Capturing Matters: Huawei’s Mobile Photography Revolution
While most mobile phone companies boast about their new camera functions – of high resolution, multiple filters, different capturing modes and so on, what else is there to say that will stimulate a new imagination in mobile photography and curiosity in participating in photojournalism?
In early April 2017, Apple announced plans to start offering educational classes and workshops titled ‘Today at Apple’ at all of its 495 stores around the world; the company has even launched a specific new website to allow their customers to sign up for the sessions. This new campaign was officially announced at their recent press conference and today there are classes being offered each day across all the apple retail stores worldwide.
The logic of ‘Today at Apple’ is clear, the company is determined to ‘educate’ the public how to better use an Apple product, to believe in an Apple product, and by extension, to use these free classes as a public relation strategy to continue territorialising Apple’s ever expanding empire. The topic of these free classes varied, they include ‘Studio Hours’, ‘Photo or Sketch Walks’, ‘Kids Hour’, ‘Creating Music with GarageBand’, ‘Making Movies Together with iMovie’, ‘Coding’, ‘Photo Labs’, ‘Music Labs’, ‘Pro Series’ and many more. It is the photography focused sessions ‘Photo Walks’ and ‘Photo Lab’ that really triggered some of my imagination here for this article, in particular its educational function in relation to thinking about ordinary people’s engagement in everyday life photo taking and their journalistic potentials. In its press release description, ‘Photo Walks’ aims to lead their students to:
‘explore the world around you and level up you iPhone photography skills on an inspiring photo walk. We’ll take you to new places, show you how to create stunning shots, experiment with the latest accessories, and share our best photography and editing tips.’
‘Photo Lab’ on the other hand, aims to
‘go deeper into the craft of photography and experiment with new techniques and styles taught by talented photographers. Bring your iPhone and uncover a new point of view in these hands-on sessions’.
One of the most attracting features of iPhone is in fact its camera, which can arguably be considered as the best mobile phone for photography nowadays. The photography classes offered by ‘Today at Apple’ in some way, are useful for those who enjoy the camera function that their latest iPhone offers. What is missing in these classes however, apart from teaching their users how to create a visually striking photograph (in order to gain more attention on social media as one of its core motivation), is the education of the enormous social responsibility that a mobile camera carries.
What else can we take photos of apart from a glamorous portrait that mimics the style of a celebrity in fashion magazines, the fun time we have at cultural events with friends, the fabulous cuisine that you have cooked and captured for your Instagram profile, or an ultimate selfie?

Given records
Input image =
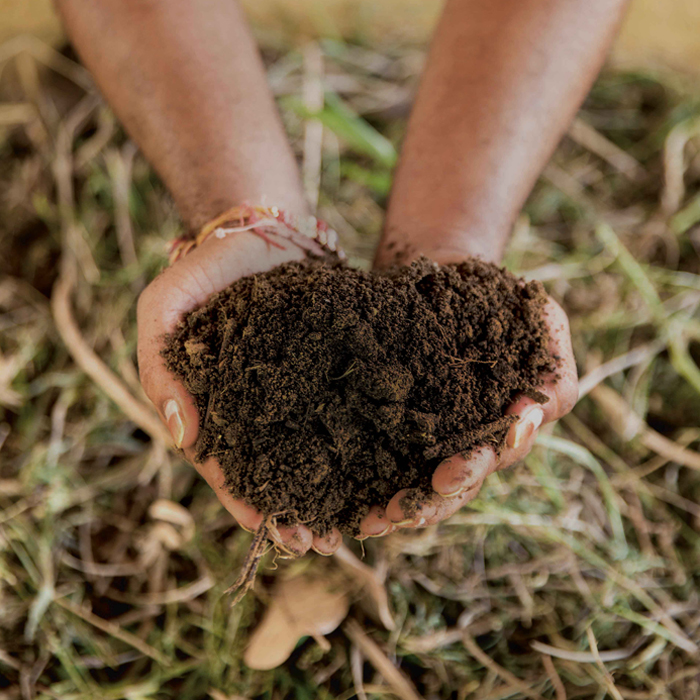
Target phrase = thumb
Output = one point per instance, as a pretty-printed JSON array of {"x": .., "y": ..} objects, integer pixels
[{"x": 185, "y": 286}]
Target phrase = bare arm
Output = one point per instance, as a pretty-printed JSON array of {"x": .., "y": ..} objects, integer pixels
[
  {"x": 186, "y": 80},
  {"x": 503, "y": 81}
]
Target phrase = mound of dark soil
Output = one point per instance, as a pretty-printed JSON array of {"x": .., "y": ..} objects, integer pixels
[{"x": 323, "y": 389}]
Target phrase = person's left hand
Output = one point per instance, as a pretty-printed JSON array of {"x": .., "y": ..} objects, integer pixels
[{"x": 457, "y": 480}]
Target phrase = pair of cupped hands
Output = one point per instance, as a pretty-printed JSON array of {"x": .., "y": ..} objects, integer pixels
[{"x": 215, "y": 265}]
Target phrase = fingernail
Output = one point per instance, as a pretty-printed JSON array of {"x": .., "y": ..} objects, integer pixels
[
  {"x": 456, "y": 490},
  {"x": 173, "y": 417},
  {"x": 529, "y": 421},
  {"x": 383, "y": 532},
  {"x": 459, "y": 476},
  {"x": 323, "y": 554}
]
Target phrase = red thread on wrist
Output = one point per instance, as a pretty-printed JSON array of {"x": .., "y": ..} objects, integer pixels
[{"x": 310, "y": 234}]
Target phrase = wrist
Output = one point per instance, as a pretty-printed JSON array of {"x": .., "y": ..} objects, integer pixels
[{"x": 401, "y": 245}]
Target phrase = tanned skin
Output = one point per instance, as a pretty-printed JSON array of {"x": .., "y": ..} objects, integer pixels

Task instructions
[1] In the article on mobile photography:
(a) At how many Apple stores were the 'Today at Apple' classes to be offered?
(b) Which two photography-focused sessions does the author single out?
(c) What does the 'Photo Lab' description tell participants to bring?
[2] Could you rewrite everything in the article on mobile photography from "Capturing Matters: Huawei’s" down to "retail stores worldwide.", putting "seminars" in place of "workshops"?
[3] Could you extend the article on mobile photography, carrying it on from the point where it currently stops?

Answers for the exercise
[1]
(a) 495
(b) 'Photo Walks' and 'Photo Lab'
(c) Their iPhone

[2]
Capturing Matters: Huawei’s Mobile Photography Revolution
While most mobile phone companies boast about their new camera functions – of high resolution, multiple filters, different capturing modes and so on, what else is there to say that will stimulate a new imagination in mobile photography and curiosity in participating in photojournalism?
In early April 2017, Apple announced plans to start offering educational classes and seminars titled ‘Today at Apple’ at all of its 495 stores around the world; the company has even launched a specific new website to allow their customers to sign up for the sessions. This new campaign was officially announced at their recent press conference and today there are classes being offered each day across all the apple retail stores worldwide.

[3]
Are the improving mobile phone functions only there to serve us to orchestrate our brilliant selves through daily social media profile updates? What about the world around us? Everyone has the right to capture, to record, and to leave a visual footprint in the digital archive. Perhaps Huawei can intervene and create an alternative landscape: to take up the inspiration from Apple and to transform these potential workshops and public education by focusing more on practicing social justice.
Since its inception, the business strategy of Huawei has already been fundamentally different from Apple. While Apple’s target customers are the neoliberal cultured middle classes, Huawei has its eyes in an entirely different world. ‘Communications for All’ is the company’s ethos.
Rather than focusing on an elite group of customers like Apple, Huawei continues to deploy different communication technologies in remote regions that were connected for the first time. This communication revolution is indeed significant and meaningful to many who perhaps never had a smartphone before. One of the areas that Huawei targets their mobile users is Africa. In article ‘What Huawei Has Done Right in Africa’, Wadeisor Rukato tells us, ‘in the 18 years since its entry into the region, Huawei now conducts activities in over 50 countries across Africa and is among the top three telecommunications companies with operations in the region’. There is no doubt, Huawei will soon be dominating the market in developing countries, a market that Apple was never interested in the first place. However, the revolution of ‘Communication for All’ can be pushed further, particularly through the function of Huawei’s mobile camera.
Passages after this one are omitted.